Instruction 1 :: According to the Glamorgan farming excerpt, what are the hedges mostly made of?
Instruction 2 :: From the Glamorgan farming excerpt, copy out everything from "A great proportion" down to "much good. . .".

Page excerpt ::
The lands of this kind that about Neath and Swansea have been well-reclaimed, are, I observe, earlier in their Springs and Harvests than the limestone Lands of the Vale part of the County.

But whatever improvements besides might be effected, I would warmly recommend the planting of oak in proper places and in large quantities. On spots the most difficult of culture, in places where shelter might be wanted against certain winds, sea air, &c if the planting of oak will be much longer neglected in this Kingdom, we, or our posterity, may experience bad consequences, and this kind (i.e. the peaty) of soil appears to be peculiarly good for oak, Fir, and Larch that is still more profitable, will prosper on peaty soils.

Hedges are for the most part of willow, Hazel, and oak, with some Alder, very little hawthorn, Birch now and then appears, and seems to make a thick, quick-growing, and well-looking hedge.

A great proportion of the Lands of Langavelach are similar to those in the Forest of Dean where orchards prosper, and so they would, if planted, in Langyvelach; but here we very seldom observe an apple tree.

The Cottages are well white-washed, but much inferior to those of the Vale, I have not been in any of them, but they are low, have only windows for ground floors, if they have any kind of upper floor or loft as it is here termed, it must be dark, and consequently almost useless. Some modern built cottages must be excepted, they are built on a very good plan, and these are numerous owing to the Collieries, &c. . .

Before I go out of Glamorgan I will observe that the Agriculture Society of this County tho' too contracted in its plan and, perhaps, not sufficiently various in its objects has done much good. . .
A Glamorgan Tradition says that the South Moulton (in Devonshire) breed of cattle, originated from four cows and a bull that Sir Edward Stradling of St. Donats' Castle gave a Devonshire farmer as a fortune with an illegitimate Daughter. The reader may vouch for which he pleases, either the truth or the falsehood of this anecdote, or if he thinks it better may care nothing about it. - Recording facts anecdotes and observations as they occur I fall into excentricities.

. . .

pp. 99-102:

June 24. . .

Information provided ::
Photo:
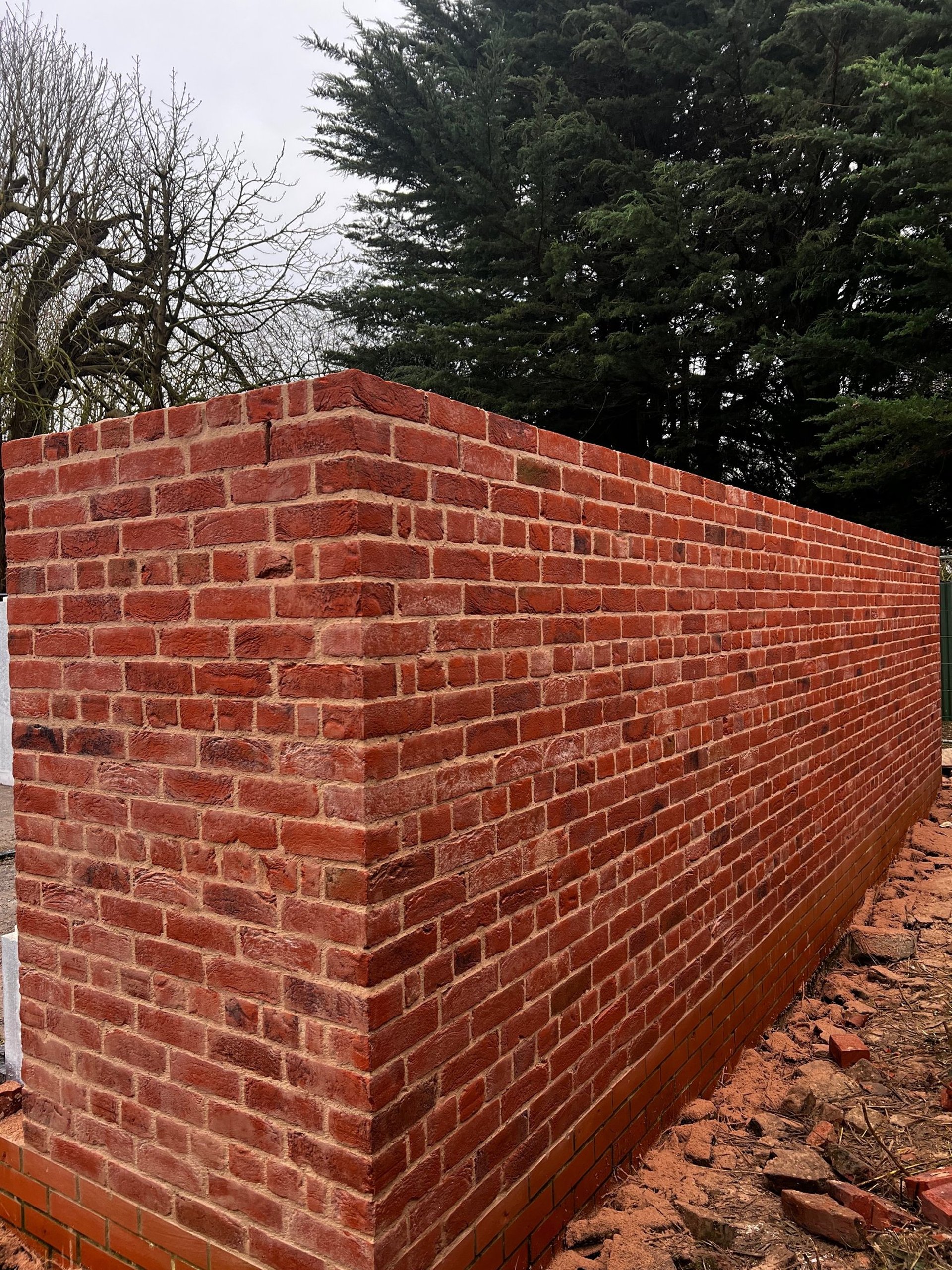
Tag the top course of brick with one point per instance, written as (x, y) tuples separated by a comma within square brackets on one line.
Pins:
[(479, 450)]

Exercise result 1 :: Willow, hazel, and oak.

Exercise result 2 ::
A great proportion of the Lands of Langavelach are similar to those in the Forest of Dean where orchards prosper, and so they would, if planted, in Langyvelach; but here we very seldom observe an apple tree.

The Cottages are well white-washed, but much inferior to those of the Vale, I have not been in any of them, but they are low, have only windows for ground floors, if they have any kind of upper floor or loft as it is here termed, it must be dark, and consequently almost useless. Some modern built cottages must be excepted, they are built on a very good plan, and these are numerous owing to the Collieries, &c. . .

Before I go out of Glamorgan I will observe that the Agriculture Society of this County tho' too contracted in its plan and, perhaps, not sufficiently various in its objects has done much good. . .